Source extract ::
┌────────
Posted by Bill Sandweg on 08 February 2021.
Last week’s New York Times ran an article about how rich hospitals profit from their patient’s car accidents. The article showed how hospitals take advantage of old lien laws enacted to ensure patients received treatment in the days before widespread health insurance coverage to seize all or a part of the patient’s recovery from the person who injured them.
The law of many states, including that of Arizona, allows a medical care provider to have a lien against the property of its patient. The idea in passing those laws was to give hospitals and other medical providers assurance that they would be paid and thus give them an incentive to care for patients who may not be insured or have the money to pay the bill immediately. The liens are usually permitted in a reasonable and customary amount for the care provided.
└────────
Excerpted records ::
┌────────
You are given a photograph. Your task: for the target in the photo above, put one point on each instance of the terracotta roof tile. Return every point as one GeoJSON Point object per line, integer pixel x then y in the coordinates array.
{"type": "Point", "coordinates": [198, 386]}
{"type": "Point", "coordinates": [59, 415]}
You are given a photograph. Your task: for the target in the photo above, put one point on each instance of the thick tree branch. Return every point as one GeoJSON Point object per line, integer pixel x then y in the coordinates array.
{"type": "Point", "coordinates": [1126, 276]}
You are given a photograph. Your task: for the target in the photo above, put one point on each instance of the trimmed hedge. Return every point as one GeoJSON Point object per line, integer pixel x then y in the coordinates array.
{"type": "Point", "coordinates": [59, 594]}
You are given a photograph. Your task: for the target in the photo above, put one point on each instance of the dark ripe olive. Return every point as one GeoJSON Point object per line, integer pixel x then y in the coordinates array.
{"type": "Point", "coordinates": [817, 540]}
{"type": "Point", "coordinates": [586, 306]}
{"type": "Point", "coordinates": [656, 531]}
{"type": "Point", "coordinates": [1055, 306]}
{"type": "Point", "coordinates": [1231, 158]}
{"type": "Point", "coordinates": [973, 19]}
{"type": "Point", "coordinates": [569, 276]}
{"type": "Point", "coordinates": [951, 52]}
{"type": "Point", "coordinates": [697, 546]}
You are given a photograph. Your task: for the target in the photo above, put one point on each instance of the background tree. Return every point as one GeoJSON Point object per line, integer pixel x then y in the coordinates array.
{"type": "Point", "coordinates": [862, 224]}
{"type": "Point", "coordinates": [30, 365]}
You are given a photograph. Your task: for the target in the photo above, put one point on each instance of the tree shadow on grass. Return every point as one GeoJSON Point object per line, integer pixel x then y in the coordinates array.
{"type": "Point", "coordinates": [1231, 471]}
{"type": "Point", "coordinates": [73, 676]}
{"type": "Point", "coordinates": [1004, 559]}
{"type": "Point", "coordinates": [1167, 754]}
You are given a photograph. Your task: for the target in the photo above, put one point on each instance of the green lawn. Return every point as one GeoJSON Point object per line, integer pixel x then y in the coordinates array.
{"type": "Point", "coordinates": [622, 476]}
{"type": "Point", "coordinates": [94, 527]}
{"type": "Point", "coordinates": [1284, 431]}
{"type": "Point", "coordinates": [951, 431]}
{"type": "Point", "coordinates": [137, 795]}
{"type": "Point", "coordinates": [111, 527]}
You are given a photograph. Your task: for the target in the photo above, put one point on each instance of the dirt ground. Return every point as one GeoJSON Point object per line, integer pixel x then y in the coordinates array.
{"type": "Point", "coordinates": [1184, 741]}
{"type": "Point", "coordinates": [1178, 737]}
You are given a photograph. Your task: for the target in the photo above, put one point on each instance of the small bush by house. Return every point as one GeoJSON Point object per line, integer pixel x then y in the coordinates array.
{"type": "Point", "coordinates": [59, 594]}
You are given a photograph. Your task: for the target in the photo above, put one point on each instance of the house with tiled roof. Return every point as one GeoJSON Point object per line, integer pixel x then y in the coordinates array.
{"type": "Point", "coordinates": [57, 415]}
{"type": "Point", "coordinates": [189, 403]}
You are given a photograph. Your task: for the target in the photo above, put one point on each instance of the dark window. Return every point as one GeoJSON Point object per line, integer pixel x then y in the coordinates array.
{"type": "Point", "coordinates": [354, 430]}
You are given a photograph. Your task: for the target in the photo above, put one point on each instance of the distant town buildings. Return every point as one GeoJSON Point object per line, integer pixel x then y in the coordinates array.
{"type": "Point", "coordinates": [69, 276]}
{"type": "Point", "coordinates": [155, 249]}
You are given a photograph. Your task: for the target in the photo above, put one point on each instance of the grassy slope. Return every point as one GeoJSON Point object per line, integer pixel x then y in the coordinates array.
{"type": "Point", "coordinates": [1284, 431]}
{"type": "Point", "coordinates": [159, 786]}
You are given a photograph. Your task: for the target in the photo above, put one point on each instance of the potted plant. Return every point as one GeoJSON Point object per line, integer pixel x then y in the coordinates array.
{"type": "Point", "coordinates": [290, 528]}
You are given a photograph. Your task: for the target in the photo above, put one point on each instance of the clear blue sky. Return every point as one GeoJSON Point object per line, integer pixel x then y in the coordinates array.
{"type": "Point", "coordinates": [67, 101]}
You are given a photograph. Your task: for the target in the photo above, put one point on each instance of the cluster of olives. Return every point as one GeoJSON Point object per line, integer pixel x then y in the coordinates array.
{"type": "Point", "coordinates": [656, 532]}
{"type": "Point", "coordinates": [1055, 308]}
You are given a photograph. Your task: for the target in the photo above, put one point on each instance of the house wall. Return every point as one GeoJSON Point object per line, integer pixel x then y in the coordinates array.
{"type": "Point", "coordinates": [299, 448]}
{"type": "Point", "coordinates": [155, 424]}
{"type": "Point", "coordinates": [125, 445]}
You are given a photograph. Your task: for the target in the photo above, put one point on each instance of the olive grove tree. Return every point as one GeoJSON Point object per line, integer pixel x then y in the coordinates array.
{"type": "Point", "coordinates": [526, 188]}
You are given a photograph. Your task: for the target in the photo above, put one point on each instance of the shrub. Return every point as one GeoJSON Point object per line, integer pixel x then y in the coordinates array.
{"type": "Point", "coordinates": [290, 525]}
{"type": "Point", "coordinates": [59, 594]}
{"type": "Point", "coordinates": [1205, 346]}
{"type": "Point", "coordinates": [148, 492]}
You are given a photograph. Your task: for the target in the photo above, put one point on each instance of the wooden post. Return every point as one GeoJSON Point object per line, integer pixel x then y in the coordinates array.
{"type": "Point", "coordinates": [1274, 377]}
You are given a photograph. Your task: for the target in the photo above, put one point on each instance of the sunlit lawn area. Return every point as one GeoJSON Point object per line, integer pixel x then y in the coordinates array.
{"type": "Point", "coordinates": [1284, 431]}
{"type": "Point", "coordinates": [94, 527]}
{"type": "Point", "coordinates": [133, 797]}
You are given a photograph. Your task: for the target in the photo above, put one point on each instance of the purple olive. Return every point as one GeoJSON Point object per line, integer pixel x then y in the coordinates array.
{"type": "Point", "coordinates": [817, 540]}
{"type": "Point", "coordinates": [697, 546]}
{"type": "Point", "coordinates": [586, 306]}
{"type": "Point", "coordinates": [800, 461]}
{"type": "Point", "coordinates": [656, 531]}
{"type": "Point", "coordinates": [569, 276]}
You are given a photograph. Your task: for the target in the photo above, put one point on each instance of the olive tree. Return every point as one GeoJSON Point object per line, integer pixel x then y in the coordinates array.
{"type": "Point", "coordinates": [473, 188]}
└────────
Exercise aim :: In the post on hospital liens, in what amount are medical providers' liens usually permitted?

Response area :: In a reasonable and customary amount for the care provided.